SELECTED PASSAGE =
Tuesday, September 12, 2017

The Flag of Israel, A White Falcon, Beeping Horns and Real Pride


On Sunday, June 11, 1967, in mid-afternoon, a small parade of cars drove north on Oak Street in Stoneham, Massachusetts, past my house.  I happened to be in the yard. I went to the street to see what was going on. The first car of the six or seven in line was a white 1962 Ford Falcon convertible with a tattered Israeli flag tied to its antenna.  It seemed like a dozen men and women in their 20s or so were sitting on the doors and the trunk and standing on the seats, waving and yelling.


"Israel won! Israel beat the Arabs! Israel!" They also yelled in Hebrew.  Most of them were wearing something blue or white or both.  The lead car was the only convertible. The rest of the cars were sedans with people sitting on the doors or hanging out the windows also waving and yelling.

Israel won!

Stoneham is a suburb nine miles north of Boston. When I was 14 years old in 1967, the population was 12,000 and growing.  But the Jewish population was in the hundreds. Most of the town was divided between old families that went back to the Revolution or further. Stoneham was incorporated in 1636. The other half was Irish and Italian Catholic families.  It seemed like the entire Jewish population of Stoneham was in those cars, at least those between 18 and 25 years old.  I am technically not Jewish, my father is Jewish, not my mother so I am not Jewish by Israel's official definition.

But on this day, for the first time I can remember, I was really proud to be Jewish.  Israel beat Egypt, Jordan and Syria in just six days.  The victory was crushing. Israel was outnumbered 100 to 1 and sent all three armies fleeing. Until that day, when I thought about being Jewish, I thought about being a victim. I did not know much about my heritage or the Holocaust, but I know that millions were killed by the Nazis.

The Six-Day War changed that for me. Israel could fight and win against impossible odds.  Israelis were not victims, they were warriors.  I just finished reading Six Days of War by Michael Oren. This book brought together all of the details of a war I knew from news reports at the time. Oren makes clear the cascade of errors and arrogance by the Arab leaders that led to such a quick and crushing defeat.  He also details how many of the victories were last-minute decisions in the moment that could have gone another way. Taking Jerusalem, for example, was not a plan. There was an opportunity. Israel took it.

Reading this book was also a counterbalance for me to my visits to Holocaust sites and memorials this summer.  I spent the summer being reminded of how dangerous Nazi and white supremacist ideology really is.  Oren's book reminded me that Israel is ready to fight any enemy of the Jewish people.

Friday, September 1, 2017

Eight Years Ago Matt Jones Was My Mentor, and the Same Age as My Kids

From Left: Me, Matt Jones, Dale Shade and Andy Mehler

Ten years ago this month I moved from Echo Company to Task Force Diablo HQ. My new mission was to write about as many soldiers as I could and take hundreds of pictures.

REQUIREMENTS =
- A) In the blog post, what car led the parade on Oak Street?
- B) Write out the part of the blog post from "On Sunday, June" up to and including "seats, waving and yelling.", with no changes.
The records have no connection to the blog post.

STORED RECORDS =
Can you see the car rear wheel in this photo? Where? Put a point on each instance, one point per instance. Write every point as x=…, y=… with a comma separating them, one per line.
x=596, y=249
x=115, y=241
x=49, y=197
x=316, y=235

==

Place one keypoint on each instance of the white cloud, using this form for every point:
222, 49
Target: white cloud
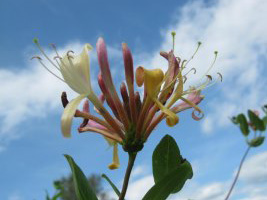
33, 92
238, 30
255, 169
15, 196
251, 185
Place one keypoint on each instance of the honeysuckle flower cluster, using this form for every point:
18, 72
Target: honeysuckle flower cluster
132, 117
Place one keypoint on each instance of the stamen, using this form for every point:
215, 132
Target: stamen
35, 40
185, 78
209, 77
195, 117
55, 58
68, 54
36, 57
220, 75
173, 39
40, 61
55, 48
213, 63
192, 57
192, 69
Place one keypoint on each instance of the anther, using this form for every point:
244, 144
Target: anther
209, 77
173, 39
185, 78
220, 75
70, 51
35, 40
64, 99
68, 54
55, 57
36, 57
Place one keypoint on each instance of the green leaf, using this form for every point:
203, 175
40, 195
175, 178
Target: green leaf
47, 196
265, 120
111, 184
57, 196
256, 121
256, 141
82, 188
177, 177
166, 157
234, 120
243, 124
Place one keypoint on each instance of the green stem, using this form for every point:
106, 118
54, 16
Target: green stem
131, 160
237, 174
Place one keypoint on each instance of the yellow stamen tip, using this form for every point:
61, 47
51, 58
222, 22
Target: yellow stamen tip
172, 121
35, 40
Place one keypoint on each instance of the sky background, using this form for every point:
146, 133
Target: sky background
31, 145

--

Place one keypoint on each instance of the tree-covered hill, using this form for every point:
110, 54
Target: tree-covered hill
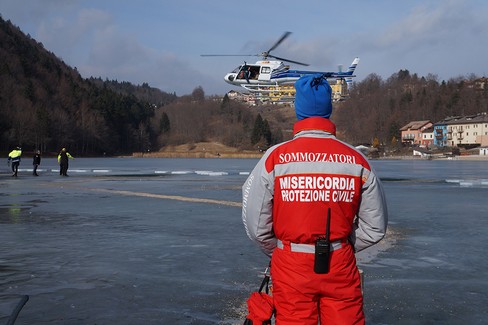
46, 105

SOLUTIONS TO THE PROBLEMS =
- A) A white 1962 Ford Falcon convertible.

- B)
On Sunday, June 11, 1967, in mid-afternoon, a small parade of cars drove north on Oak Street in Stoneham, Massachusetts, past my house.  I happened to be in the yard. I went to the street to see what was going on. The first car of the six or seven in line was a white 1962 Ford Falcon convertible with a tattered Israeli flag tied to its antenna.  It seemed like a dozen men and women in their 20s or so were sitting on the doors and the trunk and standing on the seats, waving and yelling.